◆ PROBLEM DESCRIPTION: Copy out exactly every line from the line containing "Tag one point on each instance of the grass in" until the records below end, inclusive of both boundary lines.

◆ DATASET RECORDS:

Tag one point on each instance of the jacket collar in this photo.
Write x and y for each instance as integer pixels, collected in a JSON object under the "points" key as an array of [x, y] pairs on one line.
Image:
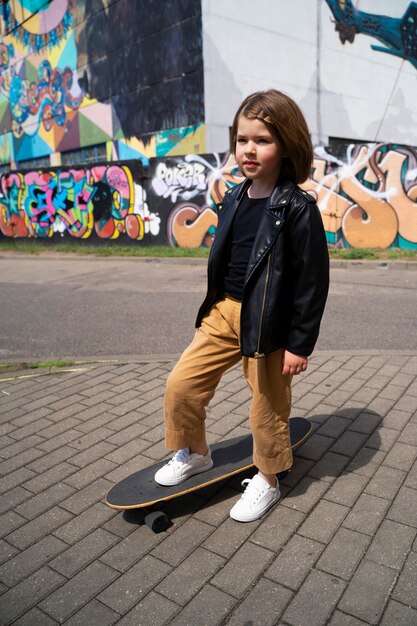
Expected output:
{"points": [[279, 198]]}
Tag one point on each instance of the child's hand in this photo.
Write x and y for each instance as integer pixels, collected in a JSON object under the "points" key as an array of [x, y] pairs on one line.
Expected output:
{"points": [[293, 363]]}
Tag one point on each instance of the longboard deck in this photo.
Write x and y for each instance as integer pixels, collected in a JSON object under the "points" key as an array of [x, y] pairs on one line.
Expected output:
{"points": [[230, 457]]}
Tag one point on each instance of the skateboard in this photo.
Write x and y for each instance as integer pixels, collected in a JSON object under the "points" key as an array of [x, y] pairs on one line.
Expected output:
{"points": [[230, 457]]}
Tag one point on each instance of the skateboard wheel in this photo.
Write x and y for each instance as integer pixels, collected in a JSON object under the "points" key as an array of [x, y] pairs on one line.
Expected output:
{"points": [[157, 521]]}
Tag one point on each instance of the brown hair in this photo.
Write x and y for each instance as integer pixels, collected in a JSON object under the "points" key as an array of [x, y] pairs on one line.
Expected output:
{"points": [[285, 121]]}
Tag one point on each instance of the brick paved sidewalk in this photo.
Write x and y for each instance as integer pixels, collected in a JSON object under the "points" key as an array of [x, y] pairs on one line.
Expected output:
{"points": [[340, 548]]}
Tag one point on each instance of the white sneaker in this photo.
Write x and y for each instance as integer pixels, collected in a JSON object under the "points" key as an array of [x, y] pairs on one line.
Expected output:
{"points": [[257, 498], [183, 465]]}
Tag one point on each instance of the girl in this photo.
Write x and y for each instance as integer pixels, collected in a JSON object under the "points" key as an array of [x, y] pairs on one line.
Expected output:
{"points": [[268, 276]]}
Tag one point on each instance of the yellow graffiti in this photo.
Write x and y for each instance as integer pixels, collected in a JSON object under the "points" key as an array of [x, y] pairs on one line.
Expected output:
{"points": [[367, 218]]}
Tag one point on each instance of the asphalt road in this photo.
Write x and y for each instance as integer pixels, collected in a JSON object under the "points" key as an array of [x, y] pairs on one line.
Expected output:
{"points": [[62, 306]]}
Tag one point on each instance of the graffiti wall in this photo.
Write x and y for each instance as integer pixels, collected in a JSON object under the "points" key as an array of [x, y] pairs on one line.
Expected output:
{"points": [[70, 79], [367, 195], [398, 36], [104, 201]]}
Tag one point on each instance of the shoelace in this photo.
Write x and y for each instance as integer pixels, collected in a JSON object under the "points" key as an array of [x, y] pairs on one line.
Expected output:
{"points": [[251, 493], [182, 456]]}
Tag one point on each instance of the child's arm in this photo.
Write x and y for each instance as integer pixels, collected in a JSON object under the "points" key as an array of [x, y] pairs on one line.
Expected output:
{"points": [[293, 363]]}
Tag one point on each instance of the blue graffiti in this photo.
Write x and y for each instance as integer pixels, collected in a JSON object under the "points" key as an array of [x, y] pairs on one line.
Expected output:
{"points": [[399, 36]]}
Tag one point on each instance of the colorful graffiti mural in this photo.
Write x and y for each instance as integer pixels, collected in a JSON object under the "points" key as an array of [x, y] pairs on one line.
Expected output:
{"points": [[108, 201], [66, 79], [399, 36], [368, 199]]}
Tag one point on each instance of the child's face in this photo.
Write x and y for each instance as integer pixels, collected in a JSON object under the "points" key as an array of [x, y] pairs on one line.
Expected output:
{"points": [[258, 153]]}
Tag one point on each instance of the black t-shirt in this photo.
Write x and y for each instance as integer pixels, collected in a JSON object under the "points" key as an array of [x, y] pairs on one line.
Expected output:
{"points": [[244, 228]]}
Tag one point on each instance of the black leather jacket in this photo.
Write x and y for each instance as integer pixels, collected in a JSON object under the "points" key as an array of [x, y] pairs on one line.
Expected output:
{"points": [[287, 279]]}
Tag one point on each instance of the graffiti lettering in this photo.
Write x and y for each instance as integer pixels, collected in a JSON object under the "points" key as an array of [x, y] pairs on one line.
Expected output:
{"points": [[76, 201], [185, 179]]}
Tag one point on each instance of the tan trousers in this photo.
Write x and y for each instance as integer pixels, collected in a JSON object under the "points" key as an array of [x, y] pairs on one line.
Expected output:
{"points": [[193, 381]]}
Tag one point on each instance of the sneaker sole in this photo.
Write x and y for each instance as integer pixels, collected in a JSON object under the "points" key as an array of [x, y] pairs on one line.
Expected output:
{"points": [[253, 518], [177, 481]]}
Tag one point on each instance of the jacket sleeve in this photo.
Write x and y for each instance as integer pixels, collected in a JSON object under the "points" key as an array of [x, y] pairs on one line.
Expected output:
{"points": [[309, 276]]}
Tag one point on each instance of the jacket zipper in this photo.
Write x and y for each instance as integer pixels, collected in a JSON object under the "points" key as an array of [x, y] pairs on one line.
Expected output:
{"points": [[257, 354]]}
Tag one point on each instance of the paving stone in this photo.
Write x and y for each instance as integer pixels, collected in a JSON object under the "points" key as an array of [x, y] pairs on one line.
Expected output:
{"points": [[300, 468], [409, 435], [294, 562], [75, 593], [397, 613], [6, 551], [81, 554], [28, 561], [93, 613], [11, 499], [9, 522], [411, 480], [383, 439], [368, 591], [396, 419], [263, 605], [242, 569], [344, 552], [41, 526], [315, 447], [211, 605], [404, 508], [21, 446], [329, 467], [228, 537], [28, 593], [40, 482], [323, 521], [334, 426], [132, 548], [87, 457], [122, 454], [83, 524], [35, 617], [366, 423], [182, 542], [349, 443], [189, 577], [51, 460], [132, 586], [82, 478], [44, 501], [320, 593], [342, 619], [117, 473], [385, 482], [32, 428], [407, 403], [153, 610], [367, 514], [305, 495], [85, 442], [127, 434], [366, 462], [217, 509], [277, 528], [32, 416], [84, 498], [391, 544]]}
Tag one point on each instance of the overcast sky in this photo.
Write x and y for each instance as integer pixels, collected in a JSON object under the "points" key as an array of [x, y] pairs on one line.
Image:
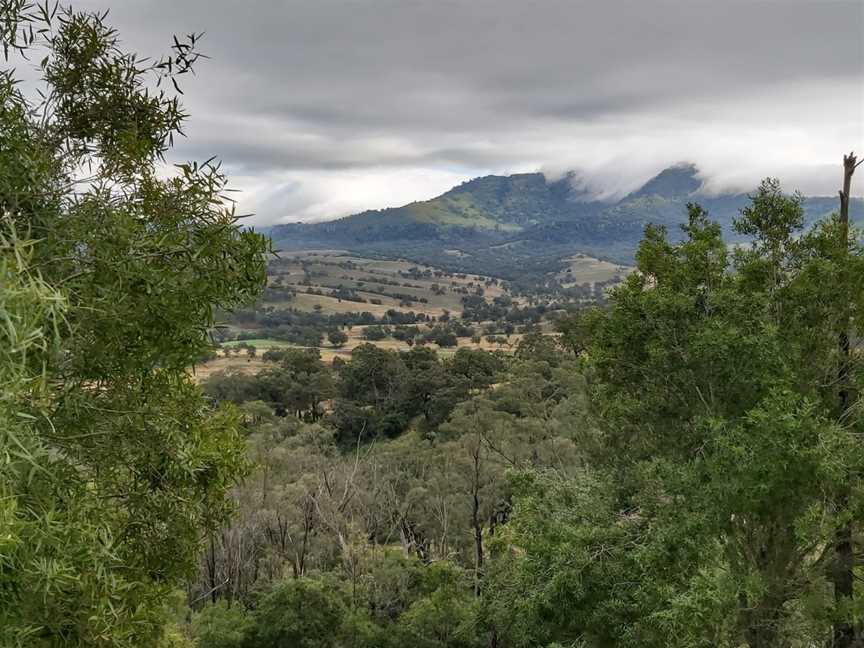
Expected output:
{"points": [[320, 108]]}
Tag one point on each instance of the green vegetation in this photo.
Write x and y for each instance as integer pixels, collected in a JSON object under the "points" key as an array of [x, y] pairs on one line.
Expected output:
{"points": [[681, 466], [524, 227], [111, 464]]}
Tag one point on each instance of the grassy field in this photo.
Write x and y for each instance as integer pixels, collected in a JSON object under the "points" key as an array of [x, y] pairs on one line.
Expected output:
{"points": [[399, 285], [584, 269]]}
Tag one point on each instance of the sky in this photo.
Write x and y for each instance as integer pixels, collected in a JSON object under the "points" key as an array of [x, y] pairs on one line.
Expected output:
{"points": [[322, 108]]}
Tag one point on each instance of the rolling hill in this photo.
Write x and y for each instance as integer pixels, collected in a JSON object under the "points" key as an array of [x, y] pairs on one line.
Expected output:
{"points": [[524, 225]]}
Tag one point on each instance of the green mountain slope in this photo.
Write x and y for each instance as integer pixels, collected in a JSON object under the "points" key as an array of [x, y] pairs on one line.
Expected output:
{"points": [[524, 225]]}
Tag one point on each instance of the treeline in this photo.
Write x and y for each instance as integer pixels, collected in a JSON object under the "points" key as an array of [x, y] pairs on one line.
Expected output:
{"points": [[382, 538], [376, 394], [685, 470]]}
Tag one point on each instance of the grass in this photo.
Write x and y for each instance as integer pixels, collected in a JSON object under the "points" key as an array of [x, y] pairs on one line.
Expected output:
{"points": [[258, 343], [586, 269], [326, 271]]}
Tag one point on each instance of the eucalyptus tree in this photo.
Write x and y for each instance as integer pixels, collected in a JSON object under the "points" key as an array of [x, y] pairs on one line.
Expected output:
{"points": [[722, 469], [113, 465]]}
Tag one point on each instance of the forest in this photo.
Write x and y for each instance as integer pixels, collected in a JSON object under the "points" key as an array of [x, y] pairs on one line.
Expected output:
{"points": [[681, 463]]}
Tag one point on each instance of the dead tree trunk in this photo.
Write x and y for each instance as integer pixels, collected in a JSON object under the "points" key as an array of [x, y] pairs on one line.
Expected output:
{"points": [[844, 559]]}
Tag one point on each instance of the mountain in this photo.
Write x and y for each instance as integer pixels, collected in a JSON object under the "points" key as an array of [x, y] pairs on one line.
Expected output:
{"points": [[524, 225]]}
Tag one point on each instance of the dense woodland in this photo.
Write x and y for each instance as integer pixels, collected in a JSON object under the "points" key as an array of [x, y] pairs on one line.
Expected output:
{"points": [[680, 466]]}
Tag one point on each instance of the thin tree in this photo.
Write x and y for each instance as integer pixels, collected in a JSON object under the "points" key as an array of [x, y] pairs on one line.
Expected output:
{"points": [[843, 576]]}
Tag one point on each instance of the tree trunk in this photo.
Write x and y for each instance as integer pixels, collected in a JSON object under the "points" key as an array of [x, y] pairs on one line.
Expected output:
{"points": [[842, 574]]}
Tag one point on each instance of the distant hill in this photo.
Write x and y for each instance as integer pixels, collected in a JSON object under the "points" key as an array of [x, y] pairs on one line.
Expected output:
{"points": [[525, 225]]}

◆ RESPONSE TO THIS EXERCISE:
Tag one point on each instance of the grass in this photo.
Write x and y for each instance as integer pixels, collected in a JSON object under the "points" key as an array of [x, y] pairs on one line.
Expected output:
{"points": [[258, 343], [586, 269], [326, 271]]}
Tag one point on each instance of the eucalyptus tree in this photo.
Write x and y for each instance as integer pixels, collected in a JSON object under the "points" key as an array of [x, y] pairs on one line.
Expected output:
{"points": [[722, 469], [113, 465]]}
Tag one point on each instance of the forest in this photo.
Write x and y for each instance as integer pixels, collected in a JSON object under the "points" key as an array of [x, y] pairs on one line.
Expected output:
{"points": [[681, 463]]}
Tag one point on each instance of the dead tree trunk in this photo.
Write x and y for each instance as integer pixels, collected in a JSON object under the "points" key as an array of [x, y] pairs on one line.
Expected output:
{"points": [[844, 559]]}
Tag one point on each instance of the mountain in this photo.
Write x and y for each instance as integer pixels, collected in a JSON object under the "points" key as an array of [x, y] pairs on one line.
Expected output:
{"points": [[524, 225]]}
Tag one point on each instance of the dense woodland in this photo.
Write x and y for each instance as integer pixels, collected in a JSON object under the "points" key as an array of [x, y] pairs on one line.
Expected output:
{"points": [[680, 466]]}
Tag one point on each instance of the thin tree in this photo.
Write x and y for each instance as integer pixels, collected in a JSON object under the "points" key as an array of [x, y] pairs on one line.
Expected output:
{"points": [[843, 576]]}
Tag one point on each instance of the tree trunk in this photo.
Write x and y for each instance as integer pixels, collected in a JSON object under the "points" key as an array of [x, y] pairs on one line.
Expected output:
{"points": [[842, 574]]}
Tag one point on each instance of the distant hill in this photo.
Write x and y for each instance as integer pixels, collected in a JSON object under the "points" key as an array of [x, y] pairs on one line.
Expected output:
{"points": [[525, 225]]}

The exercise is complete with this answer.